#### What is expected:
After finding the line containing "task | locate a point on every instance of the pale" below, please output that line and each following one through the line containing "task | locate a point on every instance of the savanna", exactly as written.

#### Records from a collection:
——

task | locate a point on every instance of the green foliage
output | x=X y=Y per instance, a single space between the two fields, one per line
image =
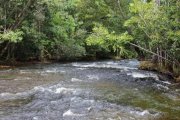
x=12 y=36
x=110 y=41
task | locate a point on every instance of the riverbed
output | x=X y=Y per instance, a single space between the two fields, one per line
x=100 y=90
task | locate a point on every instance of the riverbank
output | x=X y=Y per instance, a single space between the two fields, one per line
x=148 y=65
x=144 y=65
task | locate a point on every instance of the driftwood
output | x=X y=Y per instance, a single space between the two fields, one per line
x=154 y=54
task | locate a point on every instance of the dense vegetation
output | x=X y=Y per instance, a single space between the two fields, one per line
x=73 y=29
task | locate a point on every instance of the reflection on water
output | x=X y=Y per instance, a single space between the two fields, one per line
x=105 y=90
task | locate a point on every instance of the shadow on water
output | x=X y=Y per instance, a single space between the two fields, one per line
x=106 y=90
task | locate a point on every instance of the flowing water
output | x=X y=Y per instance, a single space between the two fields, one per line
x=104 y=90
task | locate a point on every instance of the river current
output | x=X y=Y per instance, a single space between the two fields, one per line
x=101 y=90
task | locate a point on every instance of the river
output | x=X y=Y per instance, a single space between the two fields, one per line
x=101 y=90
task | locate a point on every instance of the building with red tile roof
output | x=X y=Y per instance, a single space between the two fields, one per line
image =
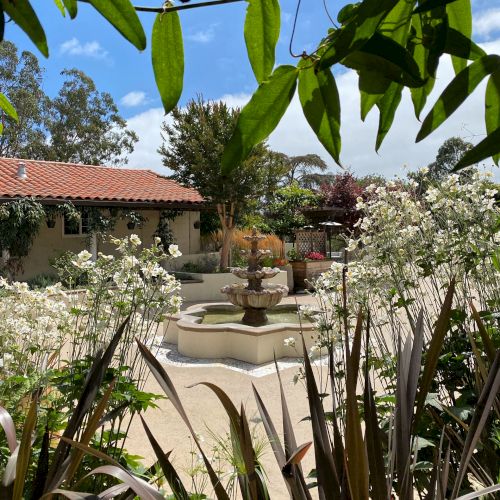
x=94 y=185
x=116 y=193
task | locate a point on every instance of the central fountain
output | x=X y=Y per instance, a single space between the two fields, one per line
x=254 y=297
x=217 y=330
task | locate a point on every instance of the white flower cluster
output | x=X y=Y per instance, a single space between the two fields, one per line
x=33 y=324
x=132 y=282
x=409 y=246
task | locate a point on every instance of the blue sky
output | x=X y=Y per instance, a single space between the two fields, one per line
x=217 y=67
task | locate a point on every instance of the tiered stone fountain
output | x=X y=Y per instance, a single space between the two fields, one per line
x=216 y=330
x=255 y=298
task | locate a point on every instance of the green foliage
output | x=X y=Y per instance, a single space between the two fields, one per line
x=80 y=124
x=283 y=212
x=392 y=44
x=193 y=149
x=19 y=224
x=260 y=116
x=262 y=29
x=321 y=104
x=168 y=63
x=121 y=14
x=84 y=125
x=43 y=280
x=163 y=231
x=21 y=82
x=24 y=16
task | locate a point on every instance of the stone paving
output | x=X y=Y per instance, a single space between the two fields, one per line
x=207 y=415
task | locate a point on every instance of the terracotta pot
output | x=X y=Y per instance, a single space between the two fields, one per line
x=308 y=271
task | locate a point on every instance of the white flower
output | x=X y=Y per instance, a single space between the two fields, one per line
x=130 y=262
x=135 y=240
x=84 y=255
x=173 y=250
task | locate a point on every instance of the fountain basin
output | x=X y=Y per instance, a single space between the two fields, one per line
x=251 y=344
x=264 y=274
x=270 y=295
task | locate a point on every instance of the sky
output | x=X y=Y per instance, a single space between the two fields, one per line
x=217 y=67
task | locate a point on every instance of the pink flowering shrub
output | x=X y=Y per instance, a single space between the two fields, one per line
x=315 y=256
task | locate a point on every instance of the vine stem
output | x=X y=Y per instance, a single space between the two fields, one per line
x=161 y=9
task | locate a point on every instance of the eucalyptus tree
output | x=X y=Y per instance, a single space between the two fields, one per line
x=80 y=124
x=84 y=126
x=393 y=45
x=21 y=80
x=193 y=147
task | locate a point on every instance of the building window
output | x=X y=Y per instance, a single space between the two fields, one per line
x=76 y=228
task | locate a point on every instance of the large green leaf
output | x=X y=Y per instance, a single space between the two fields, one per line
x=388 y=106
x=460 y=19
x=260 y=116
x=22 y=13
x=357 y=31
x=425 y=6
x=486 y=148
x=7 y=107
x=71 y=7
x=372 y=88
x=60 y=6
x=388 y=58
x=262 y=30
x=373 y=83
x=168 y=58
x=457 y=91
x=122 y=15
x=461 y=46
x=492 y=106
x=420 y=54
x=320 y=101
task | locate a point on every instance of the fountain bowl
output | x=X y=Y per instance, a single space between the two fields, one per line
x=270 y=296
x=264 y=273
x=256 y=345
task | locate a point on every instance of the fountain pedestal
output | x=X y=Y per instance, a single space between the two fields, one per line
x=255 y=298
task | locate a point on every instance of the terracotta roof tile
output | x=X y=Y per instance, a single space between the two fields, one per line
x=70 y=181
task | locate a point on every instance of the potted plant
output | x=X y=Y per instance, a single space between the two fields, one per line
x=307 y=268
x=134 y=219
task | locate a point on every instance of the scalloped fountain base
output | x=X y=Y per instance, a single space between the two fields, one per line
x=230 y=339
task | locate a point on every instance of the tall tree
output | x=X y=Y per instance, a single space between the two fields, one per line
x=304 y=169
x=80 y=124
x=449 y=154
x=192 y=149
x=21 y=81
x=84 y=125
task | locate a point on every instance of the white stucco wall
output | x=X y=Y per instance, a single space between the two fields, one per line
x=51 y=242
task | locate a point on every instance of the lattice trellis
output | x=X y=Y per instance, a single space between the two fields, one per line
x=310 y=241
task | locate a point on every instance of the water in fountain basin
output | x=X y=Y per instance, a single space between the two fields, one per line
x=231 y=316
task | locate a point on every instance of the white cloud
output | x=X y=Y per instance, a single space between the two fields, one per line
x=134 y=98
x=293 y=135
x=74 y=47
x=487 y=22
x=147 y=127
x=203 y=36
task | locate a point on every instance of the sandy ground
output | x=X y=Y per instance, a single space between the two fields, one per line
x=208 y=416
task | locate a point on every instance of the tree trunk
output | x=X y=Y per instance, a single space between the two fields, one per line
x=226 y=216
x=227 y=238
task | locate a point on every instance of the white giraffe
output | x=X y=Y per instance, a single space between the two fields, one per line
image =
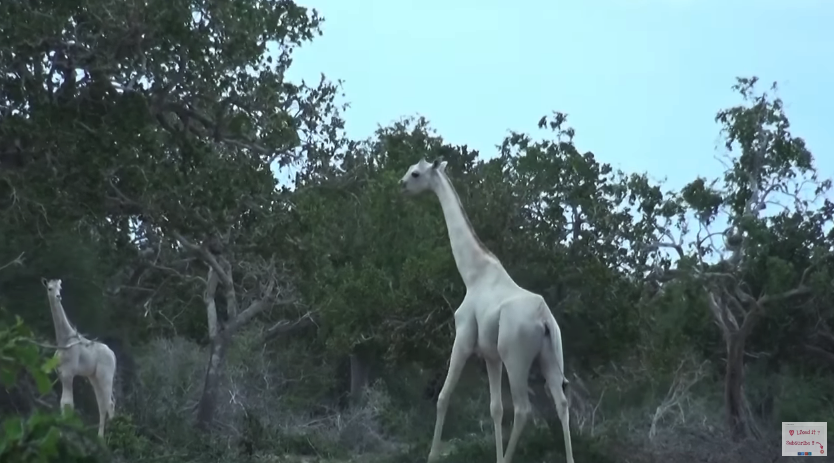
x=500 y=321
x=79 y=356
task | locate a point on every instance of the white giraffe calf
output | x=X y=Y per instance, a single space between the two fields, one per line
x=504 y=323
x=79 y=356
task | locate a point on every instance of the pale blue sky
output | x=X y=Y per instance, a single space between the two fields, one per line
x=641 y=80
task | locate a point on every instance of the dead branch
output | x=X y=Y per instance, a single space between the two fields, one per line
x=16 y=261
x=284 y=327
x=682 y=382
x=211 y=304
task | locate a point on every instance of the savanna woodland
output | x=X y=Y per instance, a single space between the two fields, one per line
x=254 y=321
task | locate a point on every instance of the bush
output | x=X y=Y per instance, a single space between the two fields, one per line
x=43 y=437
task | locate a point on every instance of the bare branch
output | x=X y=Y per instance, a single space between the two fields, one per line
x=207 y=257
x=677 y=393
x=16 y=261
x=286 y=326
x=211 y=304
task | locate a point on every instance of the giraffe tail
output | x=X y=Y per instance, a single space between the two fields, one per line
x=554 y=335
x=111 y=410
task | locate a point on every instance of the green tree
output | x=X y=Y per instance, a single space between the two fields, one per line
x=754 y=264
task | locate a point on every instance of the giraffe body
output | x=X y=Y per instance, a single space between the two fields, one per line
x=79 y=356
x=508 y=326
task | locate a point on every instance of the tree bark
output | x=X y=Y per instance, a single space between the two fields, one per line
x=359 y=372
x=214 y=372
x=734 y=387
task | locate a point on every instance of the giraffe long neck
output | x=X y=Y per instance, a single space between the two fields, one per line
x=471 y=256
x=63 y=329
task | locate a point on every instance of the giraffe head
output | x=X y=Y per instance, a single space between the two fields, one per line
x=421 y=176
x=53 y=287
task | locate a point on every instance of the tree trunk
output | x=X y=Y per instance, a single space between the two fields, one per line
x=734 y=387
x=359 y=372
x=214 y=371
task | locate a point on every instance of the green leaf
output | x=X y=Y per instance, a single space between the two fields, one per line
x=13 y=429
x=41 y=380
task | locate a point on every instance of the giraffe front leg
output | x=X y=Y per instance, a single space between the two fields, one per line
x=461 y=350
x=496 y=407
x=67 y=400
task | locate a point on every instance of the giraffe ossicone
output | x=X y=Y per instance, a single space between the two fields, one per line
x=508 y=326
x=79 y=356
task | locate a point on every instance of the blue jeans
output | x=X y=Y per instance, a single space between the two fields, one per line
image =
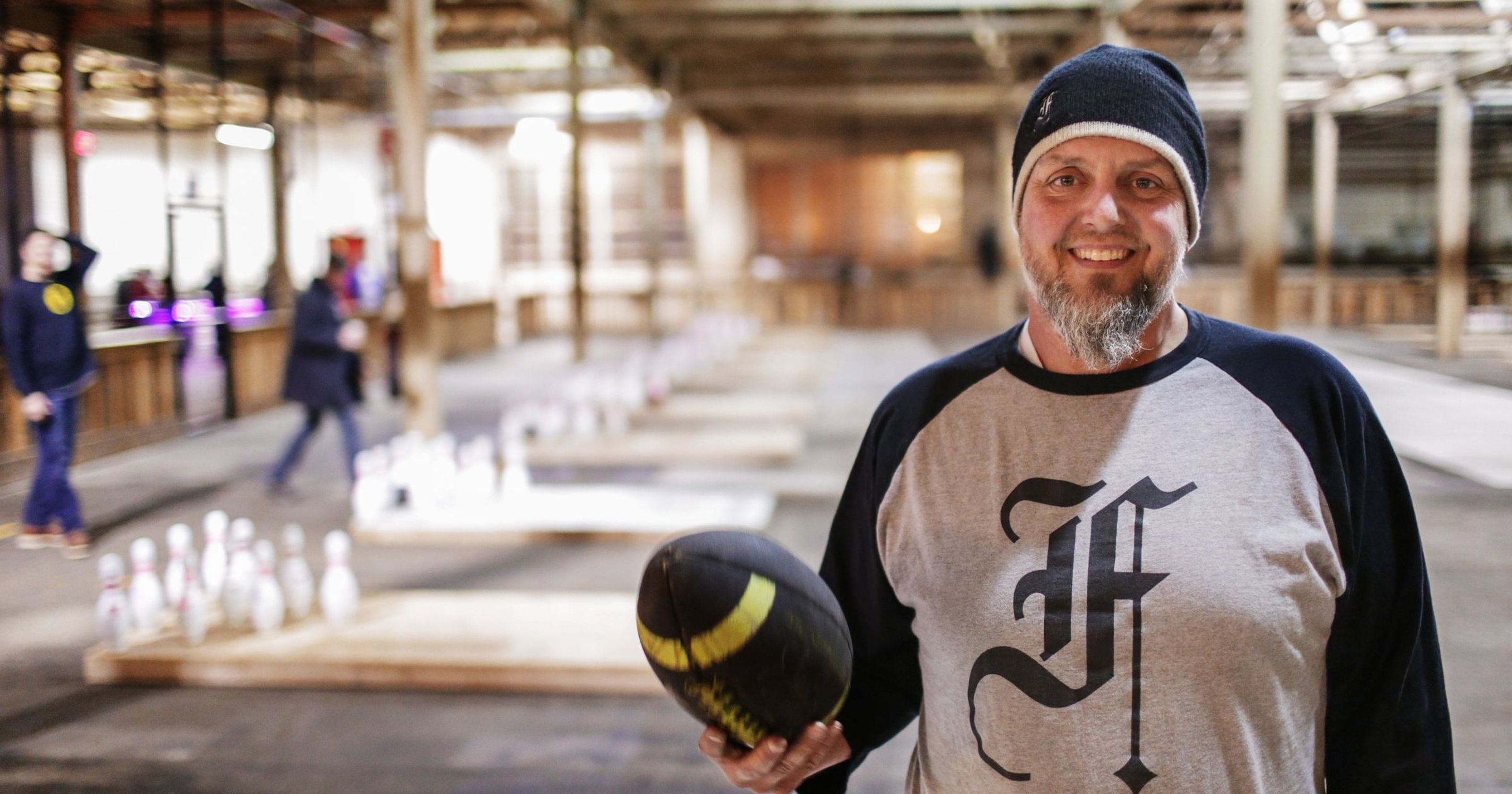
x=312 y=423
x=52 y=497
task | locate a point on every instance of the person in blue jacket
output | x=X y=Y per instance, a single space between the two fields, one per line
x=318 y=376
x=51 y=365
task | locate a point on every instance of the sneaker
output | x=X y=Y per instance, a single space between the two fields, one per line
x=38 y=537
x=76 y=545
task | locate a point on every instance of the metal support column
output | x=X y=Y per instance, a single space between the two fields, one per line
x=1453 y=216
x=580 y=321
x=652 y=216
x=420 y=352
x=1264 y=158
x=1325 y=198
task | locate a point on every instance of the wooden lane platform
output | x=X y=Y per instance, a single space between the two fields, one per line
x=499 y=642
x=672 y=447
x=567 y=513
x=737 y=407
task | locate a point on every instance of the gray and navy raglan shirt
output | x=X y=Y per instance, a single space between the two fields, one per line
x=1201 y=575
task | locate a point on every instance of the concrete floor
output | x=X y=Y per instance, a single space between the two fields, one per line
x=60 y=735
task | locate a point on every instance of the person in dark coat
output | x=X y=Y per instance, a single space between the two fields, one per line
x=321 y=354
x=51 y=365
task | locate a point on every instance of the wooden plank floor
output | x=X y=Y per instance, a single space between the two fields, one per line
x=672 y=447
x=578 y=643
x=571 y=512
x=735 y=407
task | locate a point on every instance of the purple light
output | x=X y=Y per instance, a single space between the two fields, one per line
x=193 y=309
x=244 y=308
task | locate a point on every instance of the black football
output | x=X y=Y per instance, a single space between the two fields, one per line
x=745 y=636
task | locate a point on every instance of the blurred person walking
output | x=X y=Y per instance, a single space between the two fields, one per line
x=321 y=359
x=51 y=365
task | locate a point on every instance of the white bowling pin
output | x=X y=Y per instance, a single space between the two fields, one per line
x=516 y=477
x=193 y=609
x=112 y=612
x=147 y=590
x=180 y=541
x=212 y=566
x=371 y=491
x=478 y=475
x=339 y=586
x=241 y=574
x=295 y=574
x=268 y=605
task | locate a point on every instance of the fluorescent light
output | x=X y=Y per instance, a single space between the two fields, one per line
x=1360 y=32
x=236 y=135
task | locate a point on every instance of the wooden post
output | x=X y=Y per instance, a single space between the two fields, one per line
x=280 y=286
x=69 y=114
x=580 y=321
x=652 y=211
x=1453 y=216
x=1264 y=158
x=420 y=353
x=1325 y=197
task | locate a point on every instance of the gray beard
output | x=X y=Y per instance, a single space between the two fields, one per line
x=1101 y=330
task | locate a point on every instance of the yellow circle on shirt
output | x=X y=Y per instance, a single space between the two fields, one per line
x=60 y=300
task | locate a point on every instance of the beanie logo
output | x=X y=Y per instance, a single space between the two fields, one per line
x=1044 y=114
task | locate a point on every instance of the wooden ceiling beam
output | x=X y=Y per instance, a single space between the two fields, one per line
x=672 y=28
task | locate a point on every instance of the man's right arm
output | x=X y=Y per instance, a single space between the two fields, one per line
x=885 y=689
x=17 y=339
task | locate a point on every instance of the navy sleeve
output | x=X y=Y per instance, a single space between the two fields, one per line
x=886 y=689
x=1387 y=725
x=17 y=342
x=81 y=259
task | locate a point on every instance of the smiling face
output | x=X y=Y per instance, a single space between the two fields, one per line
x=1103 y=231
x=37 y=256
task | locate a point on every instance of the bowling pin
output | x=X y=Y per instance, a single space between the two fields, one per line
x=180 y=541
x=371 y=492
x=112 y=612
x=478 y=475
x=268 y=605
x=516 y=478
x=147 y=589
x=241 y=574
x=212 y=566
x=338 y=586
x=295 y=574
x=193 y=609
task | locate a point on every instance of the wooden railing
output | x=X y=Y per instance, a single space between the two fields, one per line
x=970 y=303
x=261 y=352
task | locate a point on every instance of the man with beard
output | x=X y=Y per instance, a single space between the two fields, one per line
x=1125 y=545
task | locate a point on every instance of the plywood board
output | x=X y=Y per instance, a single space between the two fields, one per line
x=581 y=643
x=672 y=447
x=546 y=513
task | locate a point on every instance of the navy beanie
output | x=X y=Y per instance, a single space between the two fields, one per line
x=1117 y=93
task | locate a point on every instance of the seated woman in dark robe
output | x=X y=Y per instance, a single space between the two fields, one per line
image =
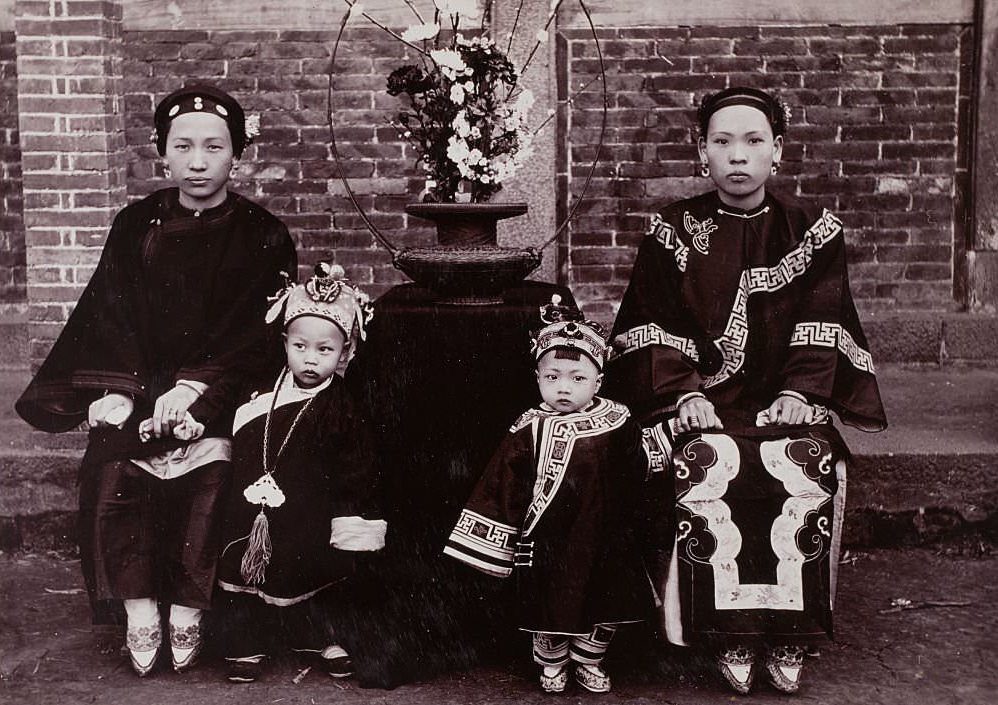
x=738 y=331
x=177 y=299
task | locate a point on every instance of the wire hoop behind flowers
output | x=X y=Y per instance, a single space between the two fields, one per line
x=378 y=235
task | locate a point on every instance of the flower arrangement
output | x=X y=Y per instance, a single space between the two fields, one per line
x=465 y=113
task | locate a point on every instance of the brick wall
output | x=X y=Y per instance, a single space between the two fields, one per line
x=874 y=137
x=12 y=254
x=282 y=75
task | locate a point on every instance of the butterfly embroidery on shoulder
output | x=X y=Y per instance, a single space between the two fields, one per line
x=700 y=230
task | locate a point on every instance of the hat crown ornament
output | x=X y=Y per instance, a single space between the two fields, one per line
x=567 y=327
x=327 y=294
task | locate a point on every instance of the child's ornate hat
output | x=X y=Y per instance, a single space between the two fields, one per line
x=330 y=295
x=567 y=327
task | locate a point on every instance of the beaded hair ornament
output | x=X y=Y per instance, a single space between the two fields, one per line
x=205 y=99
x=567 y=327
x=777 y=112
x=330 y=295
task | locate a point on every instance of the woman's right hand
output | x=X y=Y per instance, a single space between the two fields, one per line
x=110 y=410
x=697 y=414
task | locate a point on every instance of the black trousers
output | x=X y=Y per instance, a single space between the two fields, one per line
x=157 y=538
x=249 y=626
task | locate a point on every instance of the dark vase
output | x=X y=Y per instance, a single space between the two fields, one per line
x=466 y=224
x=467 y=267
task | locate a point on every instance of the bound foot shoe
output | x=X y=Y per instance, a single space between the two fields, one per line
x=143 y=644
x=737 y=667
x=554 y=679
x=592 y=678
x=185 y=646
x=783 y=668
x=244 y=670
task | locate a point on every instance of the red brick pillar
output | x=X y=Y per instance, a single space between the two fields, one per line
x=982 y=257
x=72 y=132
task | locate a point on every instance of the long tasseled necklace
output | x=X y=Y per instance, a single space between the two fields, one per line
x=266 y=493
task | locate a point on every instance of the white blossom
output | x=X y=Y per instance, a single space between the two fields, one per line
x=462 y=128
x=450 y=62
x=466 y=8
x=419 y=32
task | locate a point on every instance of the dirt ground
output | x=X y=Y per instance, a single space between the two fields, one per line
x=927 y=653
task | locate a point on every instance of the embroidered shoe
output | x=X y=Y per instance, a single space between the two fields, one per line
x=185 y=646
x=339 y=667
x=593 y=678
x=554 y=680
x=143 y=644
x=737 y=667
x=783 y=668
x=244 y=670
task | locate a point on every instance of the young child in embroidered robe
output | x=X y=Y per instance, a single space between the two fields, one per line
x=557 y=508
x=302 y=501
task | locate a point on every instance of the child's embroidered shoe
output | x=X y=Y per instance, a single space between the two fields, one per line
x=593 y=678
x=339 y=667
x=244 y=670
x=143 y=645
x=335 y=661
x=554 y=679
x=737 y=667
x=185 y=646
x=783 y=668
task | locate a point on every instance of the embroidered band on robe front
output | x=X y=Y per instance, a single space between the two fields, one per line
x=755 y=280
x=490 y=545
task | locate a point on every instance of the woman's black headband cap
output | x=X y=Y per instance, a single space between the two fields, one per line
x=773 y=108
x=201 y=98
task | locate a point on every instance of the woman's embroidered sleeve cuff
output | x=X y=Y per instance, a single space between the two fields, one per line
x=358 y=534
x=483 y=543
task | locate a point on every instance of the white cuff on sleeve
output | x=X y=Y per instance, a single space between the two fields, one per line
x=796 y=395
x=358 y=534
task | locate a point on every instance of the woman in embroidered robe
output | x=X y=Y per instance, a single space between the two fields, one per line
x=738 y=315
x=177 y=298
x=558 y=505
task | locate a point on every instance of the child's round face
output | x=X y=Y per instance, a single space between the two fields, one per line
x=567 y=385
x=740 y=150
x=199 y=155
x=313 y=346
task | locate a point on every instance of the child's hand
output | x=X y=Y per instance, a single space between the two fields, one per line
x=789 y=411
x=170 y=409
x=697 y=414
x=110 y=410
x=187 y=430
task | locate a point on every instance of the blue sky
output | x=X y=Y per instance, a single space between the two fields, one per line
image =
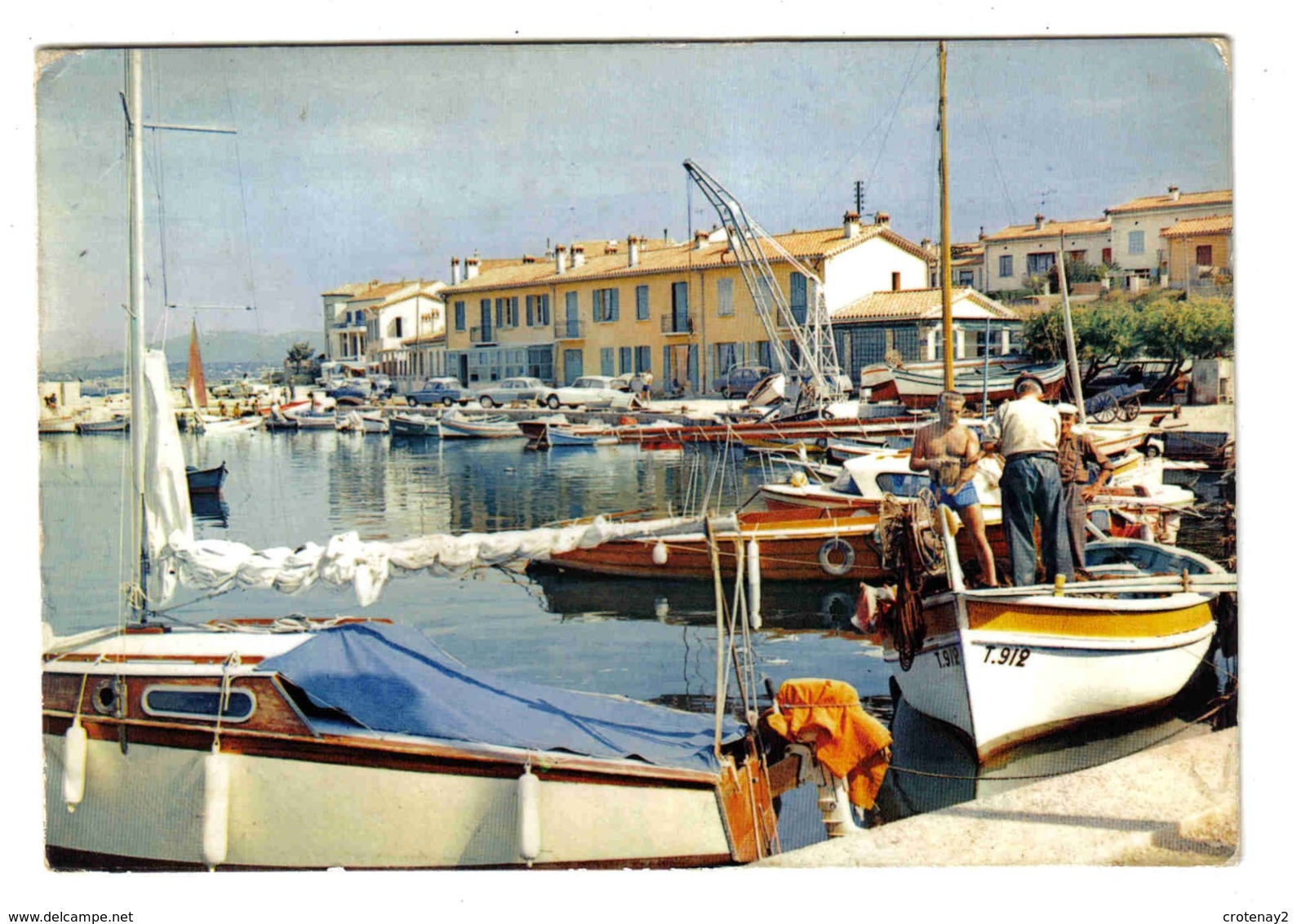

——

#### Task response:
task | locate a point on every instance of the pale blue sky
output | x=X y=Y per instance, a single space between the two fields, one per line
x=641 y=80
task | locate a point on every instance of the dead branch
output | x=X y=Y per instance, a single space between the two fields, one per line
x=16 y=261
x=284 y=327
x=682 y=382
x=211 y=304
task | locate a point on every instance of the savanna woodland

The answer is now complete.